*EXCERPT TO READ:*
====
Oral Presentation Australian Society of Fish Biology and Oceania Chondrichthyan Society Conference 2016

Using fishing vessels for basin-scale ecological monitoring using bio-acoustics and the continuous plankton recorder (#144)

Rudy J Kloser 1 , Anthony J Richardson 2
  1. CSIRO, Hobart, TAS, Australia
  2. Oceans and Atmosphere, CSIRO, Brisbane, Queensland, Australia

As part of Australia’s Integrated Marine Observing System (IMOS), basin-scale ecosystem monitoring is using fishing vessels as ships of opportunity. Bio-acoustic data are collected from the vessel’s calibrated acoustic systems and a Continuous Plankton Recorder (CPR) is towed on basin-scale transits. These data can provide metrics for the behaviour, distribution and abundance of phytoplankton, zooplankton and micronekton to describe annual and multi-annual trends. The context for these data is strengthened when combined with other associated remotely-sensed or directly-sampled physical, chemical and biological information. We review a decade of data collected from the Tasman Sea region that is predicted to be a climate change hot spot, due in part to the strengthening and extension of the East Australian Current (EAC). The monitoring is placed in the context of associated remotely-sensed data and ad-hoc physical net sampling of the macro-zooplankton and micronekton of ~2 to 20 cm length (small crustaceans, gelatinous, squid and fish) that dominate the mesopelagic open ocean basins in this region. We use a suite of ecological metrics (e.g. size, density, diversity, trophic linkages and energetic transfer) to describe and interpret inter-annual changes. We show that there is strong congruence in behaviour between multiple trophic levels, with synchronous diel vertical migration. We show marked differences in the productivity of plankton and micronekton across the Tasman Sea. Our ability to detect changes in these ecological units and the potential uptake of the data to ecological models is discussed.
====
*EXTRACTED MATERIAL:*
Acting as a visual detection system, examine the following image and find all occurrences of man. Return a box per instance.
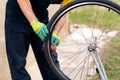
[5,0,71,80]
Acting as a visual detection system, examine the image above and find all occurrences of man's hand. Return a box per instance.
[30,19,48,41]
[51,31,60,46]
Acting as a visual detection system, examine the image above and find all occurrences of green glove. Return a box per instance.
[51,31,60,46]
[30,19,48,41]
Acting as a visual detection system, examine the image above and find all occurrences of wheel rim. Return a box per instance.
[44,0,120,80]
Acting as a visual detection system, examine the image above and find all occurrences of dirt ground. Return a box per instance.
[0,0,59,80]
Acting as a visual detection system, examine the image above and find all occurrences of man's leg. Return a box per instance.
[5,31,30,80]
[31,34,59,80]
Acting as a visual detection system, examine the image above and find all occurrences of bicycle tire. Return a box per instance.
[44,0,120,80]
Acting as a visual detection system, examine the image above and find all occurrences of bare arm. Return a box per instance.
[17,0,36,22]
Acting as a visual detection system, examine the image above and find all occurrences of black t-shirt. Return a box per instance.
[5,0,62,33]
====
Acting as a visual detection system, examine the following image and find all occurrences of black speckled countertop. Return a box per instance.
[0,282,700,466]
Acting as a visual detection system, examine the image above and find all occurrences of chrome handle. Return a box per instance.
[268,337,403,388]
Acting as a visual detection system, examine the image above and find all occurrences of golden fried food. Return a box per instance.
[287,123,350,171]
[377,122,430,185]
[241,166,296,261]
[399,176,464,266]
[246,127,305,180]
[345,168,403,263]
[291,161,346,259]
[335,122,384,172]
====
*TASK DIRECTIONS:*
Return the stretch of the fishing-vessel monitoring abstract from "Oral Presentation Australian" through "plankton recorder (#144)", copied word for word.

*WRITTEN SOLUTION:*
Oral Presentation Australian Society of Fish Biology and Oceania Chondrichthyan Society Conference 2016

Using fishing vessels for basin-scale ecological monitoring using bio-acoustics and the continuous plankton recorder (#144)